▸ O que fazer:
Por favor, reescreva em forma de lista o parágrafo do trecho selecionado que começa com "Fizemos a primeira edição da Xapuri", mantendo seus fatos principais.

Era novembro de 2014. Primeiro fim de semana. Plena campanha da Dilma. Fim de tarde na RPPN dele, a Linda Serra dos Topázios. Jaime e eu começamos a conversar sobre a falta que fazia termos acesso a um veículo independente e democrático de informação.

Resolvemos fundar o nosso. Um espaço não comercial, de resistência. Mais um trabalho de militância, voluntário, por suposto. Jaime propôs um jornal; eu, uma revista. O nome eu escolhi (ele queria Bacurau). Dividimos as tarefas. A capa ficou com ele, a linha editorial também.

Correr atrás da grana ficou por minha conta. A paleta de cores, depois de larga prosa, Jaime fechou questão – “nossas cores vão ser o vermelho e o amarelo, porque revista tem que ter cor de luta, cor vibrante” (eu queria verde-floresta). Na paz, acabei enfiando um branco.

Fizemos a primeira edição da Xapuri lá mesmo, na Reserva, em uma noite. Optamos por centrar na pauta socioambiental. Nossa primeira capa foi sobre os povos indígenas isolados do Acre: ‘Isolados, Bravos, Livres: Um Brasil Indígena por Conhecer”. Depois de tudo pronto, Jaime inventou de fazer uma outra boneca, “porque toda revista tem que ter número zero”.

Dessa vez finquei pé, ficamos com a capa indígena. Voltei pra Brasília com a boneca praticamente pronta e com a missão de dar um jeito de imprimir. Nos dias seguintes, o Jaime veio pra Formosa, pra convencer minha irmã Lúcia a revisar a revista, “de grátis”. Com a primeira revista impressa, a próxima tarefa foi montar o Conselho Editorial.

▸ Dados fornecidos:
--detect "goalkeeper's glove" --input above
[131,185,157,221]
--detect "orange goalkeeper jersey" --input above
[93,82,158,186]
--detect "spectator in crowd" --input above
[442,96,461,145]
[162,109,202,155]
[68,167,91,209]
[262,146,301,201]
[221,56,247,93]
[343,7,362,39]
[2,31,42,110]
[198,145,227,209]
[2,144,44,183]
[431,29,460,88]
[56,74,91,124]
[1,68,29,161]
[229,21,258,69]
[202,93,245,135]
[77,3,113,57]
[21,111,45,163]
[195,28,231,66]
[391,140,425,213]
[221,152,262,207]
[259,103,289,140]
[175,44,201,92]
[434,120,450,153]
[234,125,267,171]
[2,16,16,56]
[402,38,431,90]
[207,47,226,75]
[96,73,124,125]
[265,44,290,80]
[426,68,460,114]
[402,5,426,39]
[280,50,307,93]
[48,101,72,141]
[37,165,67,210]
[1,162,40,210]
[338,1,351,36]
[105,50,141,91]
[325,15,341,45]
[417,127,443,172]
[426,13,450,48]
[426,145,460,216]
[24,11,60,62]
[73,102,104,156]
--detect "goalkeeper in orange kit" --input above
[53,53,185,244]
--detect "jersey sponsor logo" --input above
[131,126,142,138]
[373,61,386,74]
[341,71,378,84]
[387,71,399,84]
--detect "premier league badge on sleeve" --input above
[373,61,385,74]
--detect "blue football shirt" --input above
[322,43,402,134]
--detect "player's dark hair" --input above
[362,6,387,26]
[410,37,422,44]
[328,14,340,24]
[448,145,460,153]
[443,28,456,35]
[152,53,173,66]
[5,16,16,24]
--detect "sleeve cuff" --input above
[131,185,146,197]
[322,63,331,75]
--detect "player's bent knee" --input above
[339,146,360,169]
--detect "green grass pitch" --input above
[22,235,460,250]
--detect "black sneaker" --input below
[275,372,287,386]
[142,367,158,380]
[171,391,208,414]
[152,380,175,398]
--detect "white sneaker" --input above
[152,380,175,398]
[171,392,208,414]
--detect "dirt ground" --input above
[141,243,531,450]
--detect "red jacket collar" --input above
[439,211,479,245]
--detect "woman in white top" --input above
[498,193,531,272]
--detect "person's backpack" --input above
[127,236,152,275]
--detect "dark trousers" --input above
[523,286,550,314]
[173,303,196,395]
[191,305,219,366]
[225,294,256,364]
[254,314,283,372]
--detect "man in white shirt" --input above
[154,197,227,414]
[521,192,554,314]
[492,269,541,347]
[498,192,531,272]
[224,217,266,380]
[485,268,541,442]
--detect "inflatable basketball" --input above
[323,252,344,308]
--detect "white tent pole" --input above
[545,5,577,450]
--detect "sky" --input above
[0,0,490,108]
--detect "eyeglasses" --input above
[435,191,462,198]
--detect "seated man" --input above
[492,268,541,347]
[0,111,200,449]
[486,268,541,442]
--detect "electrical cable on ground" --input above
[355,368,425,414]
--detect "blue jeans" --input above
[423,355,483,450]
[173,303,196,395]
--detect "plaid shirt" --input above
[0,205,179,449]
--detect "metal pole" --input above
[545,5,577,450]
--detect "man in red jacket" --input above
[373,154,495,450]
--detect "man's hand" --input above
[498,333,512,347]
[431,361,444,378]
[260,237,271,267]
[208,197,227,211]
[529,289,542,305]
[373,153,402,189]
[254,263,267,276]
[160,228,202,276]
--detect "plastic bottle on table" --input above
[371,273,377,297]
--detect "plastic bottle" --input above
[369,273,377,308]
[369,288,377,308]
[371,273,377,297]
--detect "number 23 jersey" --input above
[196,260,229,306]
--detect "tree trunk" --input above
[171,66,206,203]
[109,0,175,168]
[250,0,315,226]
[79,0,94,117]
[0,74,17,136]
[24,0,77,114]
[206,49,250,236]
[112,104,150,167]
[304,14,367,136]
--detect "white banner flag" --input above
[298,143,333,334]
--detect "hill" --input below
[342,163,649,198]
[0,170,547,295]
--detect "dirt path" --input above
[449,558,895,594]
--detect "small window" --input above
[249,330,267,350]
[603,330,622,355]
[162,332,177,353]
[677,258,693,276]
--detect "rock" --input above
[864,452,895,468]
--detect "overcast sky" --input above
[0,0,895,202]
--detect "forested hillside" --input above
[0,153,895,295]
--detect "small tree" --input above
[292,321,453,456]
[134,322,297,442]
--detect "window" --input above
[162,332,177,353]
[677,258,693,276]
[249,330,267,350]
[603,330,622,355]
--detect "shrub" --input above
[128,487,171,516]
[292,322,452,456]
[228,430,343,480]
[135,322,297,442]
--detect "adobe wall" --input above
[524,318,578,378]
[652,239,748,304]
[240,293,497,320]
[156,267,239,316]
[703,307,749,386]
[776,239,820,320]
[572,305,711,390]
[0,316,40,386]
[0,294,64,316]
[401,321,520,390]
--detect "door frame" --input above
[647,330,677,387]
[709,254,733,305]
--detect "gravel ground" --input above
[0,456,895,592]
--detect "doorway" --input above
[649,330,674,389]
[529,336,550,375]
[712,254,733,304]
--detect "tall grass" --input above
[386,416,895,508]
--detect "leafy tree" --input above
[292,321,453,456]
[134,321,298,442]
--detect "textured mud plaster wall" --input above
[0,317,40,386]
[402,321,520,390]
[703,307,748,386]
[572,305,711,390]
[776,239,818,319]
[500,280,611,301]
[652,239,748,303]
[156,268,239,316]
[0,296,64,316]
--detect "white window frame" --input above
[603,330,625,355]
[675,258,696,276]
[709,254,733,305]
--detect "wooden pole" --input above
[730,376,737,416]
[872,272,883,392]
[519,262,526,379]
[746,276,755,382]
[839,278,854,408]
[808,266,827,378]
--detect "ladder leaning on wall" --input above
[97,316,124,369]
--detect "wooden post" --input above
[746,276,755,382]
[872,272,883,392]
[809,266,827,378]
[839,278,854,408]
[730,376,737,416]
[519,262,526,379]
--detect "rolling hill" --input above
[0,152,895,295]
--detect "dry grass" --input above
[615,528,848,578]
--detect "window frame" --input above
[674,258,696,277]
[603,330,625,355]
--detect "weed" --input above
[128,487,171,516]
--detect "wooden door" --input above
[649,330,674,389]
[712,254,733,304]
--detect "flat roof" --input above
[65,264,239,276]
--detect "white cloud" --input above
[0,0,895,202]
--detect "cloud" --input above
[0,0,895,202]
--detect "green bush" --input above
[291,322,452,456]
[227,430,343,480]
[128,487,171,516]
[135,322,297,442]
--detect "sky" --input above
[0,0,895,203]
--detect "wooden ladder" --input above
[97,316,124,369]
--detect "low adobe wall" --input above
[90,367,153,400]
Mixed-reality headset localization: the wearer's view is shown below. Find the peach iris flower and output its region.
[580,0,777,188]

▸ Resposta escrita:
- A primeira edição da Xapuri foi feita na própria Reserva, em uma noite.
- A revista optou por centrar na pauta socioambiental.
- A primeira capa foi sobre os povos indígenas isolados do Acre, com o título "Isolados, Bravos, Livres: Um Brasil Indígena por Conhecer".
- Com tudo pronto, Jaime quis fazer outra boneca, porque "toda revista tem que ter número zero".